#### [GIVEN RECORDS]
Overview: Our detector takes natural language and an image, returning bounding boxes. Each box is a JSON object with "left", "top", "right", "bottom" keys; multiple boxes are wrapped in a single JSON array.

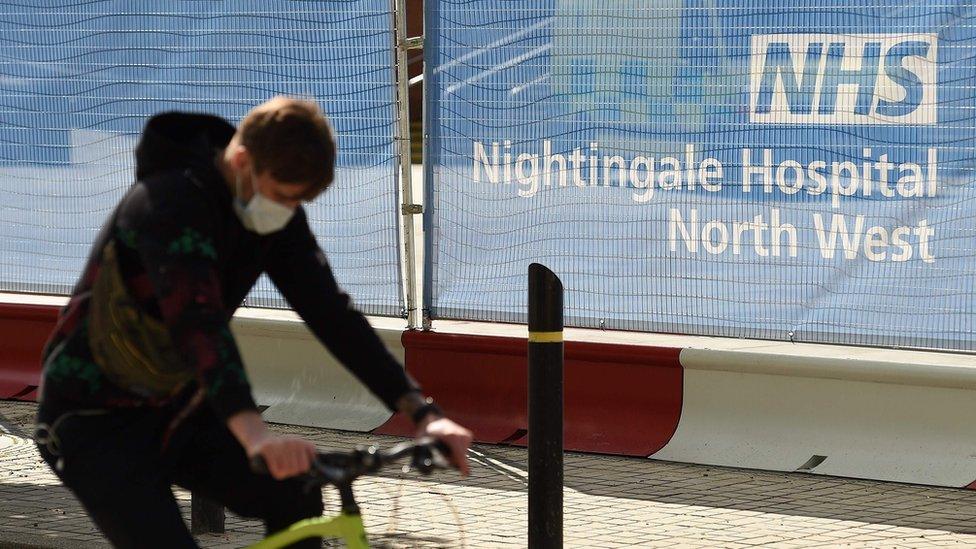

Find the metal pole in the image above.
[
  {"left": 391, "top": 0, "right": 423, "bottom": 330},
  {"left": 529, "top": 263, "right": 563, "bottom": 549}
]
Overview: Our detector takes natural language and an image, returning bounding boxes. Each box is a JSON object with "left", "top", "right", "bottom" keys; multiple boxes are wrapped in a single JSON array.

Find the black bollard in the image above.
[
  {"left": 529, "top": 263, "right": 563, "bottom": 549},
  {"left": 190, "top": 493, "right": 224, "bottom": 534}
]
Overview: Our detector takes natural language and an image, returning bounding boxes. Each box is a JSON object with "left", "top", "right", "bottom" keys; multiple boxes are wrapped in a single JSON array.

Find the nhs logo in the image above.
[{"left": 749, "top": 34, "right": 938, "bottom": 124}]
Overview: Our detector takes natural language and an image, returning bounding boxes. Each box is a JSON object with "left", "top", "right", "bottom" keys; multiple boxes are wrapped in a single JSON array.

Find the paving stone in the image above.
[{"left": 0, "top": 401, "right": 976, "bottom": 549}]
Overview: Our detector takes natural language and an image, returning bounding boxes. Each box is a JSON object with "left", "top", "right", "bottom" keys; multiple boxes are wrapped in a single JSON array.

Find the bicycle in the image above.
[{"left": 249, "top": 438, "right": 449, "bottom": 549}]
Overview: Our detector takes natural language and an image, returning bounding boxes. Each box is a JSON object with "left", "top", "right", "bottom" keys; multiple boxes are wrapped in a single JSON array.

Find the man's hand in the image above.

#### [WHAT IS BEING ASKED]
Write out all of the records again, requests included, shifting every bounding box coordinate in the answers by adding 146 to it, and leave the pictures out.

#### [COMPLETE OUTPUT]
Overview: Our detector takes natural language and an image, returning bounding boxes. Each box is a JSON object with "left", "top", "right", "bottom" keys; multiple boxes are wrapped in a single JSON array.


Find the metal pole in the image above.
[
  {"left": 537, "top": 146, "right": 569, "bottom": 476},
  {"left": 675, "top": 409, "right": 709, "bottom": 695}
]
Overview: Our detector takes natural language and an image, returning bounding boxes. Each box is a JSON object with "left", "top", "right", "bottom" keys; multiple boxes are wrapped in a single JSON array.

Find the black bollard in the image above.
[
  {"left": 675, "top": 409, "right": 709, "bottom": 695},
  {"left": 336, "top": 639, "right": 370, "bottom": 680}
]
Overview: Our detector takes natural language and an image, returning bounding boxes. Each box is a JSON object with "left", "top", "right", "bottom" keys; multiple boxes are wrapped in a single JSON array.

Find the nhs logo in the image above.
[{"left": 895, "top": 180, "right": 1084, "bottom": 270}]
Overview: Our detector takes natural language and an image, returning bounding boxes. Each box is a JSON object with "left", "top", "right", "bottom" keys; multiple boxes are wrapped in a single JSON array.

Find the paving stone in the image above.
[{"left": 146, "top": 547, "right": 1122, "bottom": 695}]
Overview: Our detector takes natural language and an image, returning bounding boxes. Each box is a JSON object with "left", "top", "right", "bottom" keys; multiple boxes are wrapped in a single JSON array.

Find the bicycle in the image above.
[{"left": 395, "top": 584, "right": 595, "bottom": 695}]
Overview: Our detector takes natural language and an image, returning bounding boxes. Each box is a JSON object with "left", "top", "right", "bottom" keys; multiple boxes are wrapped in a single JSON array.

Find the man's hand in the image above.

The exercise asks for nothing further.